_Text block_:
<<<<

My Vision of the 5e Battlefield

Here is the how I would like 5e/Next battlefield to look.  This is in general terms without getting too much into actual mechanics. I am going to focus mostly on the 4 main classes and their combat roles/abilities.


Fighter: I want the fighter to primarily be the badass on the battlefield like he was in 1e (yes I know some disagree with this assessment of the 1e fighter but it is my opinion and I am sticking to it and won’t debate it in this thread).  He should have the most HP, the best AC, and consistently hit the hardest in straight up (i.e. non-sneaky) situations.


Secondarily I would like him to be the defender.  He won’t defend through his own abilities but the general rules would allow him to defend by being the badass (he may have some abilities that help this). I would like to see shifting go away (or at least be limited to moving around a combatant instead of away from him) so that once the fighter is adjacent to a foe that foe would suffer an AoO if he tried to get away from the fighter.  Maybe the fighter can have access to a pulling mechanic that gets foes adjacent to him.  No marking, no (or very little) defender mechanics.


Rogue: The rogue would have crazy good movement abilities.  He could move around or past foes without generating AoO and could attack at any point during his movement.


So an example that combines these two classes would be: a fighter is engaged with three orcs.  The rogue starts 3 squares a away from the closest orc.  He moves three, squares attacks the orc (he would get his sneak attack), and then moves three more squares and is out of the orc’s reach when the orc starts his turn.  The orc cannot pursue or else the fighter can give him a good whack as he moves away.


Wizard: The wizard would be a combination of old and new.  He would have an at-will attack or two that wasn’t very strong (but not exceptionally weak either) and then he would have his Vancian spells to provide better attack options from time to time.

>>>>

_Instruction 1_: Tally the lines in the listing that contain the string "rear", matching case exactly, and give only that number.

_Given data_:
<<<<

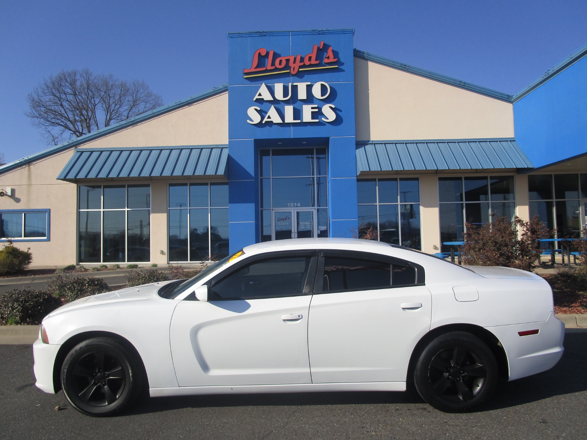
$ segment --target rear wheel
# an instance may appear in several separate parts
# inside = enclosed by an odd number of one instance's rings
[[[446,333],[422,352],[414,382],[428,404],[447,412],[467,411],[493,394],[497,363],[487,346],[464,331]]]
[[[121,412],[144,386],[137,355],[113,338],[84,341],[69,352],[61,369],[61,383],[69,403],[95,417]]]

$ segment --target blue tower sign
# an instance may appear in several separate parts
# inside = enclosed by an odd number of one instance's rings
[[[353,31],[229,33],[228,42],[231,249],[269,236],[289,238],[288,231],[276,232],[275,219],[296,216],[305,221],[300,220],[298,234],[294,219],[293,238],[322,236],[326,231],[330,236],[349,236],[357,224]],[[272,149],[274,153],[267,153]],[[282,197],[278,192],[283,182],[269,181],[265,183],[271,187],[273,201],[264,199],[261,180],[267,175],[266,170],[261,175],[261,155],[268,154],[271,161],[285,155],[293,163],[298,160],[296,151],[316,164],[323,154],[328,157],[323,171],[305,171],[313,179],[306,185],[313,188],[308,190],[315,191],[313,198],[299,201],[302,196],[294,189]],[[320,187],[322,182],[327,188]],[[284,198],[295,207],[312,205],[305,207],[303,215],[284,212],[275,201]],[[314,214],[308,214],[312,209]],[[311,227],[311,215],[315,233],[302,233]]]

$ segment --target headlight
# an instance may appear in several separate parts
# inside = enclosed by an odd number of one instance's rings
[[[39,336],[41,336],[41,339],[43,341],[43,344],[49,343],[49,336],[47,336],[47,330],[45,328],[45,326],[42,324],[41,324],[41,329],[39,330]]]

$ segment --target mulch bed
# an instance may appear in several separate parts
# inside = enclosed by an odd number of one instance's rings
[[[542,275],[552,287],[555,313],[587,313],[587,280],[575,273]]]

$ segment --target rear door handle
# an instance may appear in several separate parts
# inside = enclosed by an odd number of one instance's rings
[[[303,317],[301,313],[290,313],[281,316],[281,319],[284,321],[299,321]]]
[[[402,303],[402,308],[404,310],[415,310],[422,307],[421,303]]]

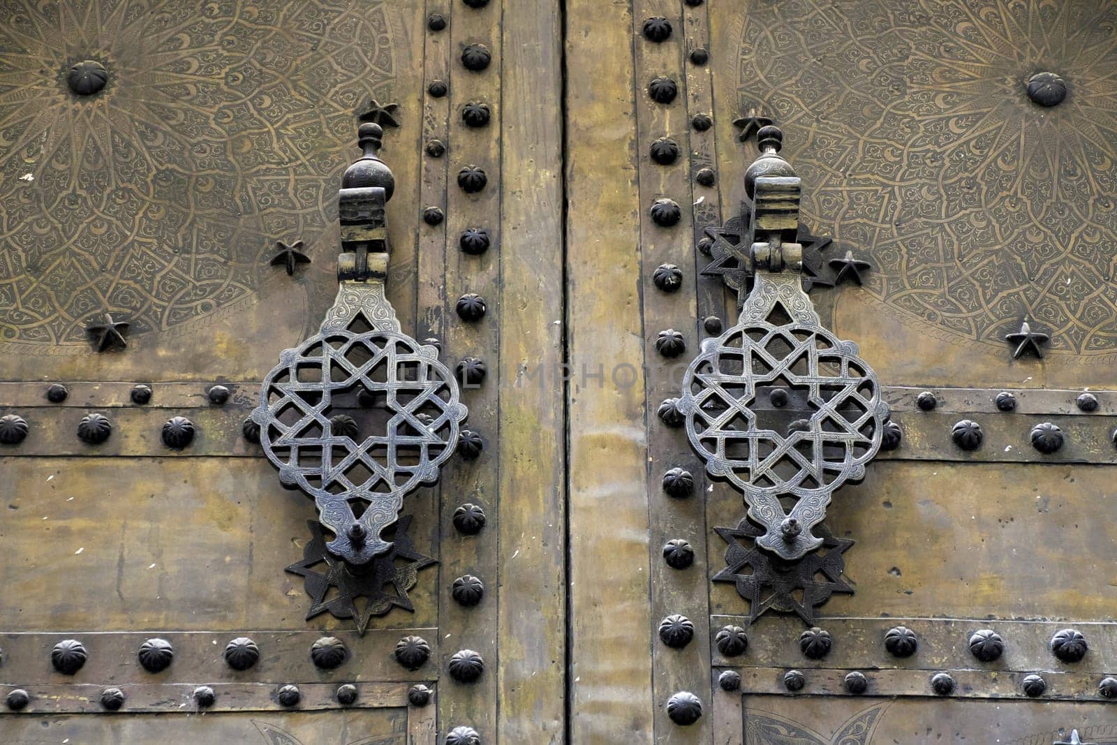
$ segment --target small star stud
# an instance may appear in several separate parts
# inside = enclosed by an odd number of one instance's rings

>>>>

_Instruction 2_: Reproduce the whole post about the 5e battlefield word for word.

_Solution 1_: 2

_Solution 2_:
My Vision of the 5e Battlefield

Here is the how I would like 5e/Next battlefield to look.  This is in general terms without getting too much into actual mechanics. I am going to focus mostly on the 4 main classes and their combat roles/abilities.


Fighter: I want the fighter to primarily be the badass on the battlefield like he was in 1e (yes I know some disagree with this assessment of the 1e fighter but it is my opinion and I am sticking to it and won’t debate it in this thread).  He should have the most HP, the best AC, and consistently hit the hardest in straight up (i.e. non-sneaky) situations.


Secondarily I would like him to be the defender.  He won’t defend through his own abilities but the general rules would allow him to defend by being the badass (he may have some abilities that help this). I would like to see shifting go away (or at least be limited to moving around a combatant instead of away from him) so that once the fighter is adjacent to a foe that foe would suffer an AoO if he tried to get away from the fighter.  Maybe the fighter can have access to a pulling mechanic that gets foes adjacent to him.  No marking, no (or very little) defender mechanics.


Rogue: The rogue would have crazy good movement abilities.  He could move around or past foes without generating AoO and could attack at any point during his movement.


So an example that combines these two classes would be: a fighter is engaged with three orcs.  The rogue starts 3 squares a away from the closest orc.  He moves three, squares attacks the orc (he would get his sneak attack), and then moves three more squares and is out of the orc’s reach when the orc starts his turn.  The orc cannot pursue or else the fighter can give him a good whack as he moves away.


Wizard: The wizard would be a combination of old and new.  He would have an at-will attack or two that wasn’t very strong (but not exceptionally weak either) and then he would have his Vancian spells to provide better attack options from time to time.